* _WHAT THIS TASK INVOLVES_
Copy the data below line for line, leaving every word and number unchanged.

* _MATERIAL FOR THE TASK_
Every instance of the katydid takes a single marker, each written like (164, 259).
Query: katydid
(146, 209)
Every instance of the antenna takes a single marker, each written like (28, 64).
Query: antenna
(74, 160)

* _SOLUTION TO THIS PROBLEM_
Every instance of the katydid takes a single marker, each written like (164, 259).
Query: katydid
(146, 209)
Every instance of the antenna takes a single marker, each written like (28, 64).
Query: antenna
(74, 160)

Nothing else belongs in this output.